**Directions**
Locate the line that contains "Category: backpack strap" in the entries below, then repeat it and every following line through the line that contains "Category: street pavement", exactly, and no others.

**Given data**

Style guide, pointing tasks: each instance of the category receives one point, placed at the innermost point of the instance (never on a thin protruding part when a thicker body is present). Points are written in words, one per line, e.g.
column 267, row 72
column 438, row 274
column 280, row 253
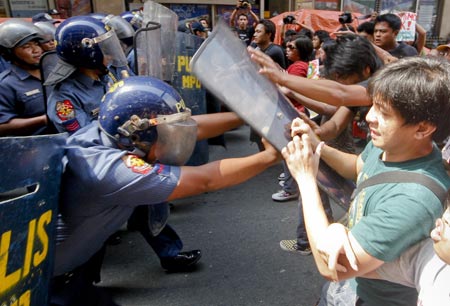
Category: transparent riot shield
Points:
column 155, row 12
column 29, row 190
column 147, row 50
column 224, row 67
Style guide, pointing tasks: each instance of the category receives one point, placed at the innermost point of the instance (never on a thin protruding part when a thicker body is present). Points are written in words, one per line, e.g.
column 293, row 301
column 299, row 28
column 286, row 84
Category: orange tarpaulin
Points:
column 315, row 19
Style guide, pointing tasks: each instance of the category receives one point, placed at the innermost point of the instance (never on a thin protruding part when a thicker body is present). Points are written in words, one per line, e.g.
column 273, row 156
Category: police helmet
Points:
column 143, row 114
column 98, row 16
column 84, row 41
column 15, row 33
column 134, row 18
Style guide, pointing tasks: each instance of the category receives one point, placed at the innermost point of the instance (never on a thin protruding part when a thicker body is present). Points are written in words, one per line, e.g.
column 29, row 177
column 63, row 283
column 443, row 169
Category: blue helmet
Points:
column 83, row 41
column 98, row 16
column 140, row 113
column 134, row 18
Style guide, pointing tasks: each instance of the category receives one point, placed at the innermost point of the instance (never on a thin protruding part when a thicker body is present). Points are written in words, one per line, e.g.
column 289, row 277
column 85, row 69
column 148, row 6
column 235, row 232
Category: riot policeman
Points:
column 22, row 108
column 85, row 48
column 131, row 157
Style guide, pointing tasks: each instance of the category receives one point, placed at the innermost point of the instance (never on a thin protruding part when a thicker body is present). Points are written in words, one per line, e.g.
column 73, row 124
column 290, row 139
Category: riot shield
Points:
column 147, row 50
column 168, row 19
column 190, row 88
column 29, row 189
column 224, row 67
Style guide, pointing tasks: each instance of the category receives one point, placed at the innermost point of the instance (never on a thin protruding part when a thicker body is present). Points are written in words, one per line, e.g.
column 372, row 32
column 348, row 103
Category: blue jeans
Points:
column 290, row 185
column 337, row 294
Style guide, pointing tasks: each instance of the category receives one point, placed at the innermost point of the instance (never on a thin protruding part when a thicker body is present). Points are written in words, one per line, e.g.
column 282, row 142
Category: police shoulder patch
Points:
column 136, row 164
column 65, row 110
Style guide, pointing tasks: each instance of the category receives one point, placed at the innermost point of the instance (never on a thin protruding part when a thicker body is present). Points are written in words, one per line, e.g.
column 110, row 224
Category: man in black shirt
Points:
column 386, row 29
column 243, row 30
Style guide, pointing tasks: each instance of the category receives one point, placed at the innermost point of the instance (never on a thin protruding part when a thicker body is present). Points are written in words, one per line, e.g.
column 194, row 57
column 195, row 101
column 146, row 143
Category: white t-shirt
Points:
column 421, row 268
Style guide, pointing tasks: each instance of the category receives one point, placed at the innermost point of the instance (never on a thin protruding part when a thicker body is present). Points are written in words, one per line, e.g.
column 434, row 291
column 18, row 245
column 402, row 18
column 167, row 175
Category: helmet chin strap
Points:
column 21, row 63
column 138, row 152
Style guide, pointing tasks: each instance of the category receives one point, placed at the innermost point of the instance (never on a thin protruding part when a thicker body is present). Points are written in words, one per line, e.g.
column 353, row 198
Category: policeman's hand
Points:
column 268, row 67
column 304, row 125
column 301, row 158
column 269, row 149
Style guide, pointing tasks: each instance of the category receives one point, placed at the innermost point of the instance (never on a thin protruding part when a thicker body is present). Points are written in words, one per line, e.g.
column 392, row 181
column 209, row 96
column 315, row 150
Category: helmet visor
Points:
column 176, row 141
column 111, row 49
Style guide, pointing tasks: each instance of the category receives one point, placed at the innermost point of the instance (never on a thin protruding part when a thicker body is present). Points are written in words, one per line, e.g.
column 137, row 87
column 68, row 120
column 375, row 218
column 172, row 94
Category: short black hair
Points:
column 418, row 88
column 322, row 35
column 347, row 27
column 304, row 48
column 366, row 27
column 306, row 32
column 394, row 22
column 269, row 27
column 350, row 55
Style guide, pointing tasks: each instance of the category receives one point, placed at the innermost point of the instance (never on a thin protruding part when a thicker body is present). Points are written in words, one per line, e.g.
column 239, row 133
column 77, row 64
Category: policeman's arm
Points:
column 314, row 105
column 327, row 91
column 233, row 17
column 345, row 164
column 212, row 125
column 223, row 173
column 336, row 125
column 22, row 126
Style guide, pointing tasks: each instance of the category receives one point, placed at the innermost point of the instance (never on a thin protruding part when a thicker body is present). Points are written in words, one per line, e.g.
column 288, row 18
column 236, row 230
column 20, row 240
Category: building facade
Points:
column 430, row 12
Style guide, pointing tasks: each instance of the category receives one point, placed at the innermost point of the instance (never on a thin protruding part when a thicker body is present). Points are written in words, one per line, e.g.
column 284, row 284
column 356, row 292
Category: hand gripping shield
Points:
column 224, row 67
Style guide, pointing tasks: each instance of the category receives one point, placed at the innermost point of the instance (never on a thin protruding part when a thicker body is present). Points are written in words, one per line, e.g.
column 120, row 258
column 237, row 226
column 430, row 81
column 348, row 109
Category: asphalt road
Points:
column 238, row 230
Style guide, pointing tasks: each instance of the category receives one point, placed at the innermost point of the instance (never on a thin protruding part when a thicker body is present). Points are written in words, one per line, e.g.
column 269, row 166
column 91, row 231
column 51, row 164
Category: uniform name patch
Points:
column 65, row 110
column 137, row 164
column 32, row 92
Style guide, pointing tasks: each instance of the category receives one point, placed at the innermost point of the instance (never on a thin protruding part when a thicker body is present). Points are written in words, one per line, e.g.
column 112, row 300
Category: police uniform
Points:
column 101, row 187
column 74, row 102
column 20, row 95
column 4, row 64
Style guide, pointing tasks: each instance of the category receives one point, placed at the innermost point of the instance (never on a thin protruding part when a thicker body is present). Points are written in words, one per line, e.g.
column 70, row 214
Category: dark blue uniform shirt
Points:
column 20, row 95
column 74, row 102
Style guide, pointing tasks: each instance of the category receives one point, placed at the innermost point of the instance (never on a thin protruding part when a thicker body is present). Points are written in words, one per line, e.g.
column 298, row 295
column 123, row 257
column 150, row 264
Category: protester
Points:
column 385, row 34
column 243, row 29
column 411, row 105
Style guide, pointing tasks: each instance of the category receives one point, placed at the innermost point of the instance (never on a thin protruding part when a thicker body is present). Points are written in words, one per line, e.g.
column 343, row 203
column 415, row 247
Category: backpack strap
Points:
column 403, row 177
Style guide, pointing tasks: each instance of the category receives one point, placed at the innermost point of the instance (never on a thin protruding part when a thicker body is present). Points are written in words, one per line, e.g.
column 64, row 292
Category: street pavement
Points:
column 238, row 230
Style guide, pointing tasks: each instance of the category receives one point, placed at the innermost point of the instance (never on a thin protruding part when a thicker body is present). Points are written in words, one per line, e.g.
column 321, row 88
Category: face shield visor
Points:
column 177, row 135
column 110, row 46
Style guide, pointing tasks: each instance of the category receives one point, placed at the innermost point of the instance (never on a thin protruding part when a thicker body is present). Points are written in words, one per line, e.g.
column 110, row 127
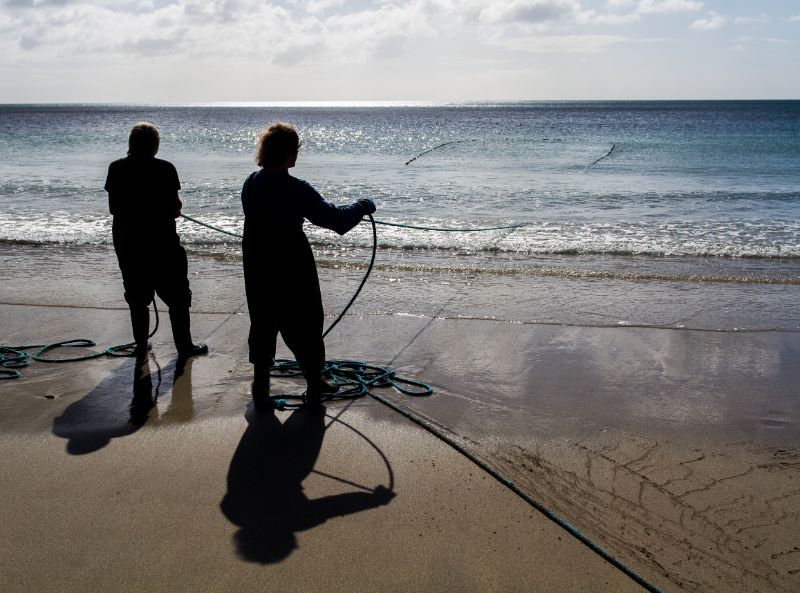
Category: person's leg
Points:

**Exercise solution**
Category: backpack strap
Points:
column 403, row 177
Style guide, pointing tasks: each instance of the category receives one point, placed at the innermost point of the instance (never on a thin protruding part when a thicker body is present). Points are written in words, one per line, e.g.
column 64, row 292
Category: street pavement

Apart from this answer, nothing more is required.